**Your objective**
Nothing but the line containing "ok i need to grab the raised" and the lines that follow it to the end of the material below should appear in the answer, each copied exactly.
+===+
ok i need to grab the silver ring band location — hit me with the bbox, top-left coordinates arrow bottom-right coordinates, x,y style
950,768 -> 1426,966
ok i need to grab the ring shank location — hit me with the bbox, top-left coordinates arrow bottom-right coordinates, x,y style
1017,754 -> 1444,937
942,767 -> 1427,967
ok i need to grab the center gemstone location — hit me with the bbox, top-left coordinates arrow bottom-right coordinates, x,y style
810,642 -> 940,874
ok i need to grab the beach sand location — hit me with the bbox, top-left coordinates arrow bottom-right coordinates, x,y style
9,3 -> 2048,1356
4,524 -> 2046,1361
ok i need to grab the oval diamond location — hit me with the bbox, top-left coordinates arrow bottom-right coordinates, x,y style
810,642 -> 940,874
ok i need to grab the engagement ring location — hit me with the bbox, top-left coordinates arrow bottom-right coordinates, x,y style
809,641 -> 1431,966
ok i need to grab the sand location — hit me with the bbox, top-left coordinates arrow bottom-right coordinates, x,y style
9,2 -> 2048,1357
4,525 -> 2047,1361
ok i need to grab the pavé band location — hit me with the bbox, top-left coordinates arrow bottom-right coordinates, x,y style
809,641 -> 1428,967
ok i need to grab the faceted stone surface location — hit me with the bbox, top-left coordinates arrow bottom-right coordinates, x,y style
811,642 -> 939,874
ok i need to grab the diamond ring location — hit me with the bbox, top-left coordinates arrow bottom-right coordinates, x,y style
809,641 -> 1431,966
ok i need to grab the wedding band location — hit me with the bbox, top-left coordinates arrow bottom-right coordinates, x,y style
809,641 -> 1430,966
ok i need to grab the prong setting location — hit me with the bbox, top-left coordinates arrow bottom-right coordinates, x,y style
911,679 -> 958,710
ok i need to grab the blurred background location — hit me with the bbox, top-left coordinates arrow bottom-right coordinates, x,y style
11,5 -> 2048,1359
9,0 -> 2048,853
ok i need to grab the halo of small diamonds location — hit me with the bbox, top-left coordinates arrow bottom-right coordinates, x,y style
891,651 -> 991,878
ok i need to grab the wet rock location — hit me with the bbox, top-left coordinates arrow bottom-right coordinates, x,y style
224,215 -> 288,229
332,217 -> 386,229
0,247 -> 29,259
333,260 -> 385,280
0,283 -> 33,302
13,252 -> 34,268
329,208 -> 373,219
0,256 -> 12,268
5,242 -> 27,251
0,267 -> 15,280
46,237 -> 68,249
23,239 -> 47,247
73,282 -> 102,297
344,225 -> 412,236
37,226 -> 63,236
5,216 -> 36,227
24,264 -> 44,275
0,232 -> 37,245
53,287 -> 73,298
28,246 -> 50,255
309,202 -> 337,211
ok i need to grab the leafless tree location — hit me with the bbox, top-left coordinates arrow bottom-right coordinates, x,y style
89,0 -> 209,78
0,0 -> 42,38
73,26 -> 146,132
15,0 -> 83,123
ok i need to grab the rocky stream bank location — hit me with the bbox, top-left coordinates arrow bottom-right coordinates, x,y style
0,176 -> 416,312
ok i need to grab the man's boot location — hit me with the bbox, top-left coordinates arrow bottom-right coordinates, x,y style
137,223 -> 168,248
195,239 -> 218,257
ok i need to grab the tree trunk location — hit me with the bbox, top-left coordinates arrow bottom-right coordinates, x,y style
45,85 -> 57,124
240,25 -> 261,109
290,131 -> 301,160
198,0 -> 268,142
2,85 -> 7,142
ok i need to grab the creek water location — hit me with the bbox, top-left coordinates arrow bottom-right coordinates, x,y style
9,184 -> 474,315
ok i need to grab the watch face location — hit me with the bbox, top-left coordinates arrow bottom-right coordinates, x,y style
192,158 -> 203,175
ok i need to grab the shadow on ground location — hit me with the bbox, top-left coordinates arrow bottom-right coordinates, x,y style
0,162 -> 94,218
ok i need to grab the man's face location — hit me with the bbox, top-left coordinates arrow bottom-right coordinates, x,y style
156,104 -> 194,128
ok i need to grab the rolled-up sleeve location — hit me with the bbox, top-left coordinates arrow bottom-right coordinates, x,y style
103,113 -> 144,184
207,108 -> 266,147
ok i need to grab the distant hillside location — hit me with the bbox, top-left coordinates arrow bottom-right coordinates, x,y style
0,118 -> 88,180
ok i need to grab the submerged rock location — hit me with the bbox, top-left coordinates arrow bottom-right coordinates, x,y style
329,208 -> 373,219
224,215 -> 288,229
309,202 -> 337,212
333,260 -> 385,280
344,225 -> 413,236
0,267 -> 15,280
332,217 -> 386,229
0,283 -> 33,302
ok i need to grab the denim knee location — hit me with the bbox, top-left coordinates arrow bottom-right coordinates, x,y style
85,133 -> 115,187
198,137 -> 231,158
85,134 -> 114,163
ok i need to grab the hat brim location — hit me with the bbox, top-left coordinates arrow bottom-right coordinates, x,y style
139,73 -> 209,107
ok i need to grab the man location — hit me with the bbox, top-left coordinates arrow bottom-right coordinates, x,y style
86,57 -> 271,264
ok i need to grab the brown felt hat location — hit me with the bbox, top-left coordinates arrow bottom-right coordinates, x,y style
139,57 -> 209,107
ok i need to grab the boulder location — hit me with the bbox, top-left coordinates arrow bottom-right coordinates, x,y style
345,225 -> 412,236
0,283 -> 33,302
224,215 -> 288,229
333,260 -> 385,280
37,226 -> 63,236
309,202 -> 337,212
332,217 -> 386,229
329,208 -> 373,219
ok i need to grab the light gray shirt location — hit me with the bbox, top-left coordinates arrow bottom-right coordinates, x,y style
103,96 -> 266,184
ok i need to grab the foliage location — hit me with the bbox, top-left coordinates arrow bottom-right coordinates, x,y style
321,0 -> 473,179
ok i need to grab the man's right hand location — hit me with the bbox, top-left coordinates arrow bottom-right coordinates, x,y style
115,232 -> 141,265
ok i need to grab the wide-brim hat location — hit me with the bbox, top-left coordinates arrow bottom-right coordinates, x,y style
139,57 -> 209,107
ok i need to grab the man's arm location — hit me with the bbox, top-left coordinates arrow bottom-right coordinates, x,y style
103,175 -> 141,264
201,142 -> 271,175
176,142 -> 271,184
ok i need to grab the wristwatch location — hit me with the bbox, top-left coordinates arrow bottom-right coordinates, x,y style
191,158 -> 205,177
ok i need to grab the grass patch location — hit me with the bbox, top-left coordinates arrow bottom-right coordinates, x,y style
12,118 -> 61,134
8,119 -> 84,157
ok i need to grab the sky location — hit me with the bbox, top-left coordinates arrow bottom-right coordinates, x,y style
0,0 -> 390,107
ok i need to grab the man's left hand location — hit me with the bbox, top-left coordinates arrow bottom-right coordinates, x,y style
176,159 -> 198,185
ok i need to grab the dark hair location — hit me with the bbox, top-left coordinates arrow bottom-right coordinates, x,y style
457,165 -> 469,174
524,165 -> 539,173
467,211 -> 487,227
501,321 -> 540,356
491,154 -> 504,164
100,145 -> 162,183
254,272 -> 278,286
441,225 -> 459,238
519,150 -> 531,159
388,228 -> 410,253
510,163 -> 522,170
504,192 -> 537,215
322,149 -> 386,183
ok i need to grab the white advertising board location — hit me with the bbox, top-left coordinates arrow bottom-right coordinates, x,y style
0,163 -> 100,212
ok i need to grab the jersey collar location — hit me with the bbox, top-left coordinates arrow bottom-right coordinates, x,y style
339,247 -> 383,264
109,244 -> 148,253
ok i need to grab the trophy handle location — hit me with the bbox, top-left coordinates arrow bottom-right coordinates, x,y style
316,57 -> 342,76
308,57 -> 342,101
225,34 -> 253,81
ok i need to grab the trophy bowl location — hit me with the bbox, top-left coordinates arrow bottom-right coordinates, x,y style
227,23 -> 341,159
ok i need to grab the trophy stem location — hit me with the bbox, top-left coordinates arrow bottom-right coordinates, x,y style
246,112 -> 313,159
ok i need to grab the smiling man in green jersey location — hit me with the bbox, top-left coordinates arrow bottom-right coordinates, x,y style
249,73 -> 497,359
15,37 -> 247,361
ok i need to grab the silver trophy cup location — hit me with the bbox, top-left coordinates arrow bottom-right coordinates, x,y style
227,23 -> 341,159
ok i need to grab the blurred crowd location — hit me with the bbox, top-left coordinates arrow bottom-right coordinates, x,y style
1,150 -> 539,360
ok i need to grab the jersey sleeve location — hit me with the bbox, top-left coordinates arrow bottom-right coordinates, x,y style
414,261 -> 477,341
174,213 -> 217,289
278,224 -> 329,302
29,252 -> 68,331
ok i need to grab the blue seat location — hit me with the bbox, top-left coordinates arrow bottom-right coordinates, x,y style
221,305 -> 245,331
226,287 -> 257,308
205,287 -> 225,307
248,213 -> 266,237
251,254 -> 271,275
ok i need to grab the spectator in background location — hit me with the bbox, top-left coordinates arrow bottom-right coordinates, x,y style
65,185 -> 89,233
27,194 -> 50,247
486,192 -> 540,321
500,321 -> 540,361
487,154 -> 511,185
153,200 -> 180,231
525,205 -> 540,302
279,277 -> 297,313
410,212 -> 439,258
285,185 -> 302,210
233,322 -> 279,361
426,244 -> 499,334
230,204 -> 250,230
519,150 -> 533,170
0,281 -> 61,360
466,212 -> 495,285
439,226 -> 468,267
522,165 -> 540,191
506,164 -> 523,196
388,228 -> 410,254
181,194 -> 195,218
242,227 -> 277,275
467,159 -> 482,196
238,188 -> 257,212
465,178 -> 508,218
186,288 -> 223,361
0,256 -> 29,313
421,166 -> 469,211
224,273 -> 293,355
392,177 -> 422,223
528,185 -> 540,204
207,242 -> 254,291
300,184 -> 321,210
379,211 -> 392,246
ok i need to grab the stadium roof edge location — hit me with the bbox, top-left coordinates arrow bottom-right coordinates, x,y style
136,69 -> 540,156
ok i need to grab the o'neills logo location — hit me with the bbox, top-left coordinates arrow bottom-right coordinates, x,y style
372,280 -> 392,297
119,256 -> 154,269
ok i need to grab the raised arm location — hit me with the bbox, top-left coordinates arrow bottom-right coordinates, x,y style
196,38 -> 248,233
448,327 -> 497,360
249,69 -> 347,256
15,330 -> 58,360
+===+
**Answer to this problem**
ok i need to grab the raised arm location — hit me with the bbox, top-left coordinates arrow bottom-right coordinates, x,y style
196,38 -> 248,233
448,327 -> 497,360
249,69 -> 347,256
15,330 -> 58,360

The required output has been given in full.